# EXERCISE REQUIREMENTS
Each of the entries below needs to be given again exactly.

- Opening Delimiter -

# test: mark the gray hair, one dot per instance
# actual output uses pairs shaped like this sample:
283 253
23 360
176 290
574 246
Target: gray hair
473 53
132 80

- Closing Delimiter -

# ANSWER BOX
# test: mark the gray hair, one dot per instance
# actual output uses pairs shaped like this sample:
283 253
23 360
176 290
574 246
Target: gray hair
473 53
132 80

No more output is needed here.